DIRECTIONS FOR THIS TASK: Make an exact copy of all the data.

RECORDED INFORMATION:

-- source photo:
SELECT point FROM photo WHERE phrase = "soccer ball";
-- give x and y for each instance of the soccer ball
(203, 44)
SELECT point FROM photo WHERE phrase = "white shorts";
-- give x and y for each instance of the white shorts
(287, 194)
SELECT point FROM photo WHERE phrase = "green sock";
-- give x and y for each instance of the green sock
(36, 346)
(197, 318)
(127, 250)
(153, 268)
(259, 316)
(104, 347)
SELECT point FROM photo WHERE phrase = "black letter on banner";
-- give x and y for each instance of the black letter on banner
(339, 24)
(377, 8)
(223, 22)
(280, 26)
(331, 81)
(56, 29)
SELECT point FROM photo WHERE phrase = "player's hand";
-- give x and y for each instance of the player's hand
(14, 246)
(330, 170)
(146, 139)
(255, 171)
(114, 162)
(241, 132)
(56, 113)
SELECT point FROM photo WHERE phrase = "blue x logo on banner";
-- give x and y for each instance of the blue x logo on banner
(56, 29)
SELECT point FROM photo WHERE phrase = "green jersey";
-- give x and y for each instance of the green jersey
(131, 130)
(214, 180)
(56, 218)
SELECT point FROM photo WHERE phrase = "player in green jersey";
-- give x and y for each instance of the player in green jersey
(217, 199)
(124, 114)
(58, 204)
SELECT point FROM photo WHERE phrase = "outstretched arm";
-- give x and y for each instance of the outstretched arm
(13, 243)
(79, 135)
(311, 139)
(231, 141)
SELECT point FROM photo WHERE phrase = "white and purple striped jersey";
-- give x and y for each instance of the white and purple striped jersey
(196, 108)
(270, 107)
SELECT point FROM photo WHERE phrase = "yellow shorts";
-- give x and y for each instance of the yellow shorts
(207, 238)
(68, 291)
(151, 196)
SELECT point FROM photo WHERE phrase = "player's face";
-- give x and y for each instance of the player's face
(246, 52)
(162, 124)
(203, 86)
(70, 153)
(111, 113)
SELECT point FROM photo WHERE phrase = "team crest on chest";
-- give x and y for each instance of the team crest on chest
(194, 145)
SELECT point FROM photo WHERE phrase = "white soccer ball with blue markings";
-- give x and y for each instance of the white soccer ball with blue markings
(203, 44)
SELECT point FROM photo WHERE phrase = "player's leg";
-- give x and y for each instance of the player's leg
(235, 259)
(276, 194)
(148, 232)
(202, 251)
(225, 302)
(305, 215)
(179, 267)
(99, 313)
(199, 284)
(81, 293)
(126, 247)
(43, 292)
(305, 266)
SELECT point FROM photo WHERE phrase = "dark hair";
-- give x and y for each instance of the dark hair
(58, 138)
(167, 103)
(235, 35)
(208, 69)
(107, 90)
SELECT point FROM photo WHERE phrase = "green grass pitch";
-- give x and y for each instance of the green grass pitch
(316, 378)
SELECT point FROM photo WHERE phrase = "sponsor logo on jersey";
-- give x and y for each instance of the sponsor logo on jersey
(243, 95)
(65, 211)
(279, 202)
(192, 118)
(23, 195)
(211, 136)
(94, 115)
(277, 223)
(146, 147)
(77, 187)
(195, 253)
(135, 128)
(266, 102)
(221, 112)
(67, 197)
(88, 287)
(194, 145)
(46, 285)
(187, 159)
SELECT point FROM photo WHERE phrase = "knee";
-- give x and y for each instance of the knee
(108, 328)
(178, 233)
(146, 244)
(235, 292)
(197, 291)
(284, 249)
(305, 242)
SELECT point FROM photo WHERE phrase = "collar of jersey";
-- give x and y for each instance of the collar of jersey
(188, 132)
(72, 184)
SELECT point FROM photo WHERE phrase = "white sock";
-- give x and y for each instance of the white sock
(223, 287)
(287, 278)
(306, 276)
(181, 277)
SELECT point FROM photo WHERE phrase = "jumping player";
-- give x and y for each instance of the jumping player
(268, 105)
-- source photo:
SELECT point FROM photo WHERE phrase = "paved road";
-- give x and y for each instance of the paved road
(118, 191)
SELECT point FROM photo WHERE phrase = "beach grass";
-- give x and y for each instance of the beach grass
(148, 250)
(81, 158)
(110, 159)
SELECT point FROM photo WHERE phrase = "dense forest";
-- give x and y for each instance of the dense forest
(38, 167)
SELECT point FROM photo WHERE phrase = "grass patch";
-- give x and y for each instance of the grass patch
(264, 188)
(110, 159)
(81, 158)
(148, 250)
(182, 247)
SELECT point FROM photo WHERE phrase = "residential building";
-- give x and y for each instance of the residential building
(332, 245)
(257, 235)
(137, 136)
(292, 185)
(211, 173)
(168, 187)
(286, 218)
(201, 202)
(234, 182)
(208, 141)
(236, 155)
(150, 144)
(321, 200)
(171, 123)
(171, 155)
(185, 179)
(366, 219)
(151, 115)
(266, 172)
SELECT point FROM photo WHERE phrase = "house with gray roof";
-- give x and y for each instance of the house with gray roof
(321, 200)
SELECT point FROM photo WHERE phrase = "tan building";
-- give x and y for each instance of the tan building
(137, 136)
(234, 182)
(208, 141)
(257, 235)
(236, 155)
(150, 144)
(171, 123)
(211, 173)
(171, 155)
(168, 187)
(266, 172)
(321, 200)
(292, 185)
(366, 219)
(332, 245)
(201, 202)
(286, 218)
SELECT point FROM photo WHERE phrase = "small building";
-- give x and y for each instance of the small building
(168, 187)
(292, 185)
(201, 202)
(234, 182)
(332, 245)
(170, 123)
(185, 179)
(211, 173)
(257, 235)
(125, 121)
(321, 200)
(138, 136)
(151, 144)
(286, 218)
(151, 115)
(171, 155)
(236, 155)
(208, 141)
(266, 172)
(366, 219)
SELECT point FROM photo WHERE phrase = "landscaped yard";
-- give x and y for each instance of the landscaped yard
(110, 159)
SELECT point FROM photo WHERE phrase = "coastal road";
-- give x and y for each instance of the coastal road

RESULT OF THE EXERCISE:
-- source photo:
SELECT point FROM photo WHERE phrase = "soccer ball";
-- give x and y for each instance of the soccer ball
(203, 44)
SELECT point FROM photo WHERE phrase = "white shorts";
-- give x and y for each instance of the white shorts
(287, 194)
SELECT point FROM photo WHERE phrase = "green sock";
-- give x and y for each instance of the green sock
(36, 346)
(197, 318)
(127, 250)
(153, 268)
(259, 316)
(104, 347)
SELECT point FROM photo WHERE phrase = "black letter on banner";
-- give x and y for each instance of the black letter on banner
(339, 24)
(377, 8)
(223, 22)
(280, 26)
(331, 81)
(56, 29)
SELECT point FROM photo WHERE phrase = "player's hand";
-- give x and y for each instance of the player's hand
(14, 246)
(330, 170)
(146, 139)
(255, 171)
(114, 162)
(241, 132)
(56, 113)
SELECT point FROM photo WHERE phrase = "blue x logo on banner";
-- give x and y for each instance of the blue x logo on banner
(56, 29)
SELECT point FROM photo WHERE phrase = "green jersey";
-- give x and y for each instance of the green jersey
(131, 130)
(214, 180)
(56, 218)
SELECT point FROM photo WHERE phrase = "player in green jersey";
-- give x and y for each instance of the player in green jersey
(217, 199)
(124, 114)
(58, 204)
SELECT point FROM photo WHERE phrase = "outstretched arm";
-- give x and y for each instance of the outstretched arm
(13, 243)
(79, 135)
(311, 139)
(231, 141)
SELECT point FROM photo WHERE phrase = "white and purple striped jersey";
-- give x and y for each instance of the white and purple striped jersey
(196, 108)
(270, 107)
SELECT point FROM photo WHERE phrase = "yellow shorts";
-- give x and y for each instance of the yellow shorts
(207, 238)
(68, 291)
(151, 196)
SELECT point FROM photo WHERE phrase = "player's face";
-- give x and y for each instance of the player's face
(246, 52)
(162, 124)
(203, 86)
(70, 153)
(111, 113)
SELECT point FROM photo WHERE phrase = "team crest on chest";
-- give x and y for each instance of the team crest on chest
(194, 145)
SELECT point FROM photo WHERE phrase = "white soccer ball with blue markings";
-- give x and y for each instance of the white soccer ball with blue markings
(203, 44)
SELECT point FROM photo WHERE phrase = "player's leg";
-- give x and y for each instance of the player's leg
(235, 259)
(276, 194)
(148, 232)
(202, 251)
(225, 302)
(305, 215)
(179, 267)
(99, 313)
(199, 284)
(81, 293)
(126, 247)
(43, 292)
(305, 266)
SELECT point FROM photo WHERE phrase = "dark hair";
-- give x and y for each instance of the dark hair
(58, 138)
(167, 103)
(235, 35)
(208, 69)
(107, 90)
SELECT point FROM photo WHERE phrase = "green grass pitch";
-- give x and y for each instance of the green grass pitch
(316, 378)
SELECT point FROM photo WHERE phrase = "sponsor logo on jersey";
-- give x and y for each instance of the sponsor logo on jersey
(243, 95)
(65, 211)
(279, 202)
(192, 118)
(23, 195)
(211, 136)
(94, 115)
(277, 223)
(146, 147)
(77, 187)
(195, 253)
(135, 128)
(266, 102)
(221, 112)
(67, 197)
(88, 287)
(194, 145)
(46, 285)
(187, 159)
SELECT point FROM photo WHERE phrase = "knee";
-- give x and y for each instance of the knee
(108, 328)
(178, 233)
(146, 244)
(235, 292)
(197, 291)
(284, 249)
(305, 242)
SELECT point FROM photo WHERE phrase = "collar of jersey";
-- give x and y for each instance of the collar of jersey
(188, 132)
(72, 184)
SELECT point FROM photo WHERE phrase = "white sock";
-- give x and y for each instance of the white sock
(223, 287)
(287, 278)
(306, 276)
(181, 277)
SELECT point FROM photo WHERE phrase = "jumping player";
-- give x and y for each instance of the jumping player
(268, 105)
-- source photo:
SELECT point FROM photo WHERE phrase = "paved road";
-- give x and y for each instance of the paved road
(118, 191)
SELECT point FROM photo WHERE phrase = "beach grass";
-- give x and y for each instance of the beach grass
(148, 250)
(81, 158)
(110, 159)
SELECT point FROM photo WHERE phrase = "dense forest";
-- give x and y for each instance of the dense forest
(38, 167)
SELECT point FROM photo WHERE phrase = "grass patch";
-- give x and y for each instance of the grass patch
(264, 188)
(110, 159)
(81, 158)
(148, 250)
(182, 247)
SELECT point FROM photo WHERE phrase = "residential building";
-- give x and y for each instance of the residential building
(332, 245)
(257, 235)
(137, 136)
(292, 185)
(211, 173)
(168, 187)
(286, 218)
(201, 202)
(234, 182)
(208, 141)
(236, 155)
(150, 144)
(321, 200)
(171, 123)
(171, 155)
(185, 179)
(366, 219)
(151, 115)
(266, 172)
SELECT point FROM photo WHERE phrase = "house with gray roof";
-- give x and y for each instance of the house with gray roof
(321, 200)
SELECT point FROM photo WHERE phrase = "tan building";
-- give x and y for each instance of the tan building
(137, 136)
(234, 182)
(208, 141)
(257, 235)
(236, 155)
(150, 144)
(171, 123)
(211, 173)
(171, 155)
(168, 187)
(266, 172)
(321, 200)
(292, 185)
(366, 219)
(332, 245)
(201, 202)
(286, 218)
SELECT point FROM photo WHERE phrase = "small building";
-- give x and y for each instance of the small building
(168, 187)
(292, 185)
(201, 202)
(234, 182)
(332, 245)
(170, 123)
(185, 179)
(211, 173)
(257, 235)
(125, 121)
(321, 200)
(138, 136)
(151, 144)
(286, 218)
(151, 115)
(171, 155)
(236, 155)
(208, 141)
(266, 172)
(366, 219)
SELECT point FROM photo WHERE phrase = "landscaped yard";
-- give x and y for each instance of the landscaped yard
(110, 159)
SELECT point FROM photo WHERE phrase = "coastal road";
-- give x and y for each instance of the coastal road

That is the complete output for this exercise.